### Exercise objective
Which lines in the data below contain the word "fairway"? Copy each of them.

(Records from a dataset)
-----

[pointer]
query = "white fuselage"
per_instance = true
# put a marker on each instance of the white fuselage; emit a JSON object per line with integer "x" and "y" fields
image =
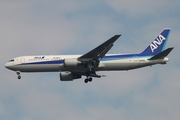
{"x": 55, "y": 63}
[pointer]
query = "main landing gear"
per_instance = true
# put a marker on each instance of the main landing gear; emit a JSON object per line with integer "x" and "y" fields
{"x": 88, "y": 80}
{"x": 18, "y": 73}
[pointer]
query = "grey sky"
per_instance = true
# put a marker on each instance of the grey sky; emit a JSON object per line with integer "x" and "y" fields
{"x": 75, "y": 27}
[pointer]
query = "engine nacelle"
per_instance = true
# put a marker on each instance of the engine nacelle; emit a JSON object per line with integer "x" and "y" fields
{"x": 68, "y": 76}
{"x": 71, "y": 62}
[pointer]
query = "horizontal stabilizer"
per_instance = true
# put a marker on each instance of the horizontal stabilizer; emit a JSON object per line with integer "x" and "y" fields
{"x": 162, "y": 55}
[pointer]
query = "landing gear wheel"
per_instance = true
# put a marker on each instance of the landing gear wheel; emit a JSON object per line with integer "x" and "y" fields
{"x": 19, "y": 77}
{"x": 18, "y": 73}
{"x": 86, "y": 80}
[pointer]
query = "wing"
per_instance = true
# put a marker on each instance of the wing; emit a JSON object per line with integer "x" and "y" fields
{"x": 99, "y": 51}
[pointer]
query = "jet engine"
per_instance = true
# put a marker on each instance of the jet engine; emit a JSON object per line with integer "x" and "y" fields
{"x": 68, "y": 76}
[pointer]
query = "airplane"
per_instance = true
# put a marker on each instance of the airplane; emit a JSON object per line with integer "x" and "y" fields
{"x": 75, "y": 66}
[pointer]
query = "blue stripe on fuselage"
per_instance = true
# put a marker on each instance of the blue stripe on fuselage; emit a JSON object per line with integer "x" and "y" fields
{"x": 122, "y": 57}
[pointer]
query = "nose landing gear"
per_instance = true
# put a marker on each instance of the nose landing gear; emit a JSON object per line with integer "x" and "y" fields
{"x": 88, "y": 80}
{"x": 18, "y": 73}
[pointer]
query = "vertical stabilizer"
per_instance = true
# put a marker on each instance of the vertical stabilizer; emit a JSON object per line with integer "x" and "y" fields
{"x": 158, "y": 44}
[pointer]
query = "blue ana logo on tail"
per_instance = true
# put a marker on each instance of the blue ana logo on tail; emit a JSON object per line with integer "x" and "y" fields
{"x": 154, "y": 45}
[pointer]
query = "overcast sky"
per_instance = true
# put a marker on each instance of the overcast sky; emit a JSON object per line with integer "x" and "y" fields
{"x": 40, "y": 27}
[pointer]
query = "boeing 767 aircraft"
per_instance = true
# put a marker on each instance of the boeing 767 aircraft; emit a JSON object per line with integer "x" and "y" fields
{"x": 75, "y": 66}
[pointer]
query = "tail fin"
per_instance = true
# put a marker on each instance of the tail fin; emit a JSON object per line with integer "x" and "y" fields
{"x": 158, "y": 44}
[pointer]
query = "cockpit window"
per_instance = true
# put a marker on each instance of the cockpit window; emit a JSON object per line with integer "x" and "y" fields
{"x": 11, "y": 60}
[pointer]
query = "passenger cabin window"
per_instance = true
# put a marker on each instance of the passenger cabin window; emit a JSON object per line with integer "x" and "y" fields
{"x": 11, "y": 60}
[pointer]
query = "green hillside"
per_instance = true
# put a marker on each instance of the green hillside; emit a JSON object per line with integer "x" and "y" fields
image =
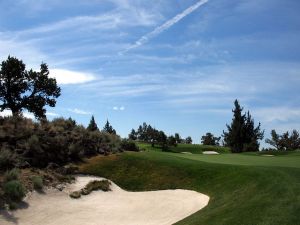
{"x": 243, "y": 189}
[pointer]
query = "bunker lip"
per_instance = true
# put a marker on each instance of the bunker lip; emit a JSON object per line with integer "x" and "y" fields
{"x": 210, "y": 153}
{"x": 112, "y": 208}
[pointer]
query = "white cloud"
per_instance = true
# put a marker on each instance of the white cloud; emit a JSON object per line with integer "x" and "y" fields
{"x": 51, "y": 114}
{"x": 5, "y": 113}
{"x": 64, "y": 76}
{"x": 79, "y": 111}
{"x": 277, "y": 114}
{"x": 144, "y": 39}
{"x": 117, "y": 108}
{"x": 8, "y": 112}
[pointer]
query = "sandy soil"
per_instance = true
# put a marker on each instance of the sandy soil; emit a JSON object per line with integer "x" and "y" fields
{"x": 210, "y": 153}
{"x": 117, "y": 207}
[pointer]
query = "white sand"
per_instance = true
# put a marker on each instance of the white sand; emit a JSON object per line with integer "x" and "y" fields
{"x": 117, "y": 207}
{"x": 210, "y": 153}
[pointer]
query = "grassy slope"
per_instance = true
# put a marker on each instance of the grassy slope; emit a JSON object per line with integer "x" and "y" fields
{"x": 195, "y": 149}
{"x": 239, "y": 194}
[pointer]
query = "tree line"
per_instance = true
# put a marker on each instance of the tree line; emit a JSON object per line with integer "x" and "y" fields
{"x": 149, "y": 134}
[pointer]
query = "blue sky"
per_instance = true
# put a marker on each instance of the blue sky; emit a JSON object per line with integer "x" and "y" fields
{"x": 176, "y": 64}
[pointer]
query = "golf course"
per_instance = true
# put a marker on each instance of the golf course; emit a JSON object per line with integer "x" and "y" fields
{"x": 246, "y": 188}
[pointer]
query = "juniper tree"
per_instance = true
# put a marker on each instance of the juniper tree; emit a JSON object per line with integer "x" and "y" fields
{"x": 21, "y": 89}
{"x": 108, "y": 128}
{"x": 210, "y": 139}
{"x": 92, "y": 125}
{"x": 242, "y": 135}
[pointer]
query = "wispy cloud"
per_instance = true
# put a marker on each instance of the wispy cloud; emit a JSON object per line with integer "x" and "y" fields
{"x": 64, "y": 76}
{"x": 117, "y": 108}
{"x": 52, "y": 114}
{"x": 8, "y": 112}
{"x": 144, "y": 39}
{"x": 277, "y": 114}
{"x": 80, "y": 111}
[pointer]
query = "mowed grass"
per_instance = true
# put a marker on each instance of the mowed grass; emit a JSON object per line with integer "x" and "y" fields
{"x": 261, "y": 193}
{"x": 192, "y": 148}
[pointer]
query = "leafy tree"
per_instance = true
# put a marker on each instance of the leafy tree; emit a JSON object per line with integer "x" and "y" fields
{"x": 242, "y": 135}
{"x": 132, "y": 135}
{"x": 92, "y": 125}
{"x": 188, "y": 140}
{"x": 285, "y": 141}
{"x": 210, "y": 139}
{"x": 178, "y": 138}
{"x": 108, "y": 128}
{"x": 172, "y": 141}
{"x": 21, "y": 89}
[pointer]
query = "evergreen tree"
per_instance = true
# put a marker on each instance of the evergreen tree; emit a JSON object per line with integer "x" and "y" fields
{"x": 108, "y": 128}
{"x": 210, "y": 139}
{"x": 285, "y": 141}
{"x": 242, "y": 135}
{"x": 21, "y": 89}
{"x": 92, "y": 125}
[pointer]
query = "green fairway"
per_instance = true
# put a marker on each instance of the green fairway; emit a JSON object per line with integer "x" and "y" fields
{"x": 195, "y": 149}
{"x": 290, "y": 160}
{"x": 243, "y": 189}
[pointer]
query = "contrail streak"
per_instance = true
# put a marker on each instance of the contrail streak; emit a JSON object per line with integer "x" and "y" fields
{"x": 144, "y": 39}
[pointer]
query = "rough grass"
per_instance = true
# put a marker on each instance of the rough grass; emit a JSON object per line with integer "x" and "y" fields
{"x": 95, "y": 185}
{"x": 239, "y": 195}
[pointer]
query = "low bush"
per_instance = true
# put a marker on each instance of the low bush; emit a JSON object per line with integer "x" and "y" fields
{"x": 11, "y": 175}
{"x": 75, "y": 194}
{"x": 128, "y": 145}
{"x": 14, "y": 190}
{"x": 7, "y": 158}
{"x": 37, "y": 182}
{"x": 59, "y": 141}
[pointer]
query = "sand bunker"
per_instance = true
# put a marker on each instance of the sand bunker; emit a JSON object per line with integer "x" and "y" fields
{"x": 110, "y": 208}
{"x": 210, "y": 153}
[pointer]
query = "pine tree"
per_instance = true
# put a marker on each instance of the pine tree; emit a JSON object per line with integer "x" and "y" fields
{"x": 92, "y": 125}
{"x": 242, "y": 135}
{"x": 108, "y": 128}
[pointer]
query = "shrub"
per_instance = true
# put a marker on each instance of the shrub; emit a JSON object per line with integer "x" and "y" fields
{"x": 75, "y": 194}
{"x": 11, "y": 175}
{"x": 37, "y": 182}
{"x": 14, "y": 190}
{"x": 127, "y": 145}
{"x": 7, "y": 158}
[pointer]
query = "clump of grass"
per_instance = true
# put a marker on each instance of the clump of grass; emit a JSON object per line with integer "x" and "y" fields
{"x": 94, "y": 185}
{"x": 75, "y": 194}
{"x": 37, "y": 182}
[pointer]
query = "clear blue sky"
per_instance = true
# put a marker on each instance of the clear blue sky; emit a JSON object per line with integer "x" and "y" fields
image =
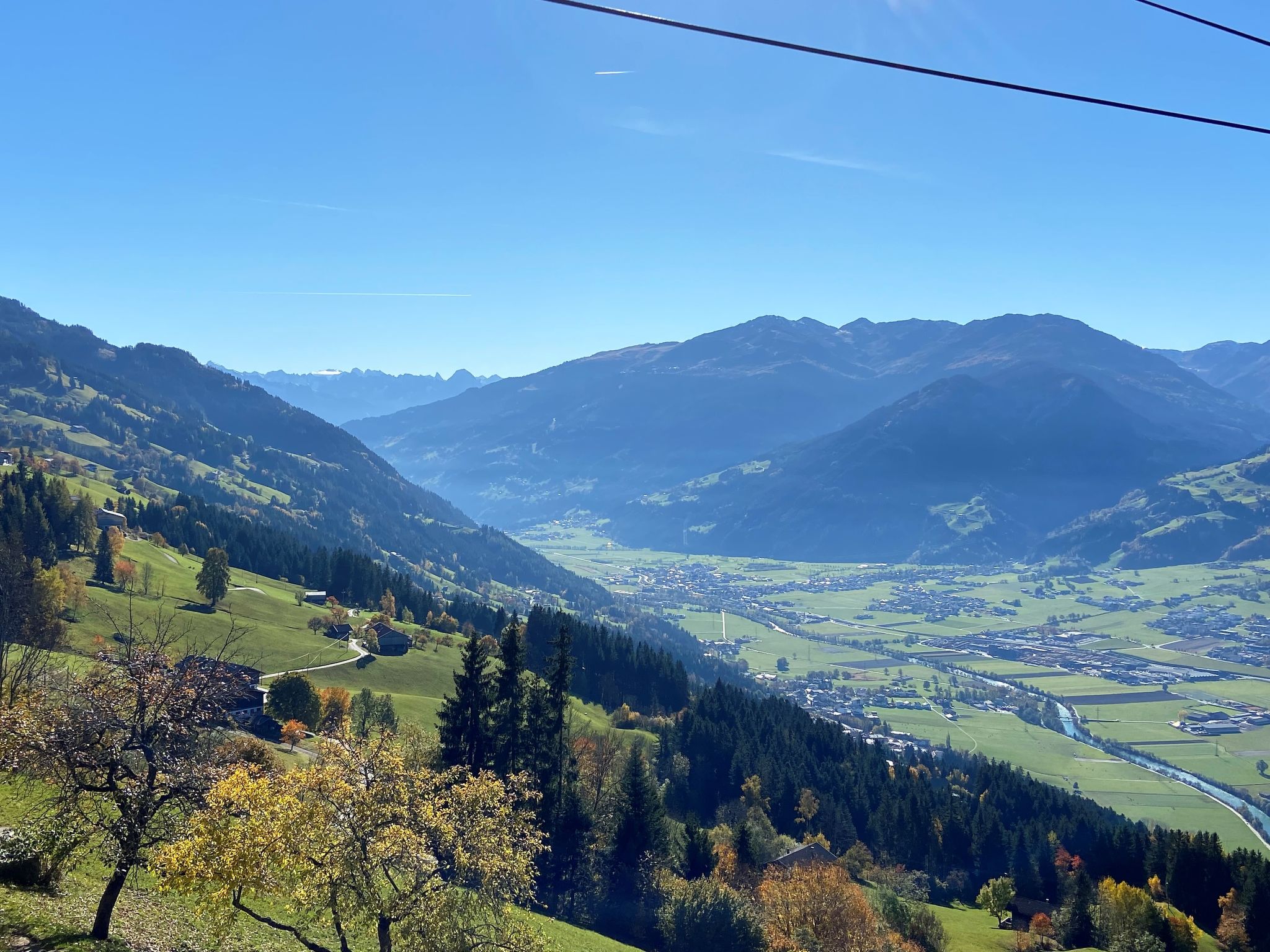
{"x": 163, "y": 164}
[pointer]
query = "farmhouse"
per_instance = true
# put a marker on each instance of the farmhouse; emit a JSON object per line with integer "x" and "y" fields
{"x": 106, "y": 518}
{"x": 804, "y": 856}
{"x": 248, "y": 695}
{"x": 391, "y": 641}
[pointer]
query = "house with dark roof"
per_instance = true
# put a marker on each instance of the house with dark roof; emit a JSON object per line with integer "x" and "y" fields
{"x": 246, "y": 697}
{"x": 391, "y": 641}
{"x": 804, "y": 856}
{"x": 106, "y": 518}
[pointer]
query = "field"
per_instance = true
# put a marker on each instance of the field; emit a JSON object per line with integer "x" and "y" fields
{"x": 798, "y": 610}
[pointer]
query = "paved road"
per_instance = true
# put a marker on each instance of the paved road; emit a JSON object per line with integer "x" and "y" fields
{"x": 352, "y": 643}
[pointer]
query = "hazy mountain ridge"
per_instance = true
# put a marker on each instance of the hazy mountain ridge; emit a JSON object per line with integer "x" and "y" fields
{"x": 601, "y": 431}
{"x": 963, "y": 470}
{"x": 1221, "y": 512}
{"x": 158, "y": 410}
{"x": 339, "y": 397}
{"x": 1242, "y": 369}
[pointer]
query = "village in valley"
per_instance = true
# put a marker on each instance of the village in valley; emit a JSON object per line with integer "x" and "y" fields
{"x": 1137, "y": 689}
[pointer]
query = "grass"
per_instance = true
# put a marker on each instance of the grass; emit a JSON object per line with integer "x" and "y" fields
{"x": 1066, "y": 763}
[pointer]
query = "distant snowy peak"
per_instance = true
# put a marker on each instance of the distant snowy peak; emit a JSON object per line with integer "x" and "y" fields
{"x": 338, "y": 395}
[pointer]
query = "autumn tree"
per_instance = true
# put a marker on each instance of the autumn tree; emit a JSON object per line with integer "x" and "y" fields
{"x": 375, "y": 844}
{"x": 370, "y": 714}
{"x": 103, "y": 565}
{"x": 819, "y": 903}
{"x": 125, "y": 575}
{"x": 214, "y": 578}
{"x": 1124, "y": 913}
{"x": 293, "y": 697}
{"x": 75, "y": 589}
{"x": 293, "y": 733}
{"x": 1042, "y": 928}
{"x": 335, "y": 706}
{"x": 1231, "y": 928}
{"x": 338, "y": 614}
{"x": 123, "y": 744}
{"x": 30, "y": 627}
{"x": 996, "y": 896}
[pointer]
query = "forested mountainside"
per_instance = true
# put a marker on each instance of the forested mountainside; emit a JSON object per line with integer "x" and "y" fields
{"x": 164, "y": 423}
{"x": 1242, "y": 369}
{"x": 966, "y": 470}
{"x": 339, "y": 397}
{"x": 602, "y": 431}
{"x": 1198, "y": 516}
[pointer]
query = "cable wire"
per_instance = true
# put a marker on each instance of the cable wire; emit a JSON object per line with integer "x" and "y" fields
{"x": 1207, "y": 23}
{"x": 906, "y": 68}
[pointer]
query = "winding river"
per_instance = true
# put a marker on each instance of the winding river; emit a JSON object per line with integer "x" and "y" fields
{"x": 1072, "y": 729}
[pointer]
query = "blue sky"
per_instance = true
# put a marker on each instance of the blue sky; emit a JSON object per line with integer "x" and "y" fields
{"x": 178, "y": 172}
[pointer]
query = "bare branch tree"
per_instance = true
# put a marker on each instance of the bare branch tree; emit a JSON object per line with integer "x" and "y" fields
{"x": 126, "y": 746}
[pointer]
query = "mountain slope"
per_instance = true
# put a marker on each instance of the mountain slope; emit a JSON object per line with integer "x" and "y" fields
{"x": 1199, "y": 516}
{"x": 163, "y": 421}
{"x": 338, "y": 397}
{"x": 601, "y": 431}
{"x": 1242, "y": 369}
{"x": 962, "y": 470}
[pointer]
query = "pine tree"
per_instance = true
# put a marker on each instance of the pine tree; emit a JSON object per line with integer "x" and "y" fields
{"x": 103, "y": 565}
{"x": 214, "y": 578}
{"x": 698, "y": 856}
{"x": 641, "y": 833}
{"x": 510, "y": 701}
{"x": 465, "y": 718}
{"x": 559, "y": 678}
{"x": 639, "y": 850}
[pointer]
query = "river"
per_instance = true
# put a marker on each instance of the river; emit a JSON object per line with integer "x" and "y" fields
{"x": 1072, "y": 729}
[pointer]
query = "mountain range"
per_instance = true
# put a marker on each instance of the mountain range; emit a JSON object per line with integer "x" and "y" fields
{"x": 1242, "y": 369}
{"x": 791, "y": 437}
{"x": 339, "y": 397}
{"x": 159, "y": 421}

-----

### Reply
query = "green fairway"
# put a marker on each instance of the green fairway; emit a JSON object per line with integer "x" and "y" fields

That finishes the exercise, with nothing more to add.